Region pointing data:

──────────

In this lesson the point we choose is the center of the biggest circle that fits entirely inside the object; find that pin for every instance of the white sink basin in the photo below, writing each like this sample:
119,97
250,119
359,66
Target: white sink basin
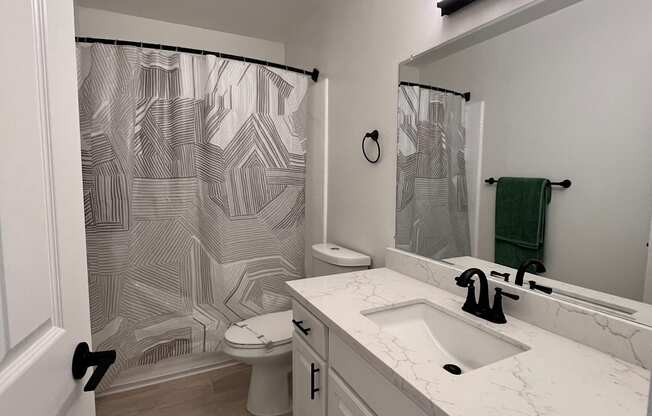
438,336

──────────

TASK STATEMENT:
Each record must be repeated exactly, and no picture may be carried over.

RESULT:
In this lesson the point we choose is the center of the biggest circle that fits entirely inside the object; find that pin for every instance of the white sink basin in the photo below, writing each like this sample:
119,97
250,119
359,66
Target: white sink basin
438,336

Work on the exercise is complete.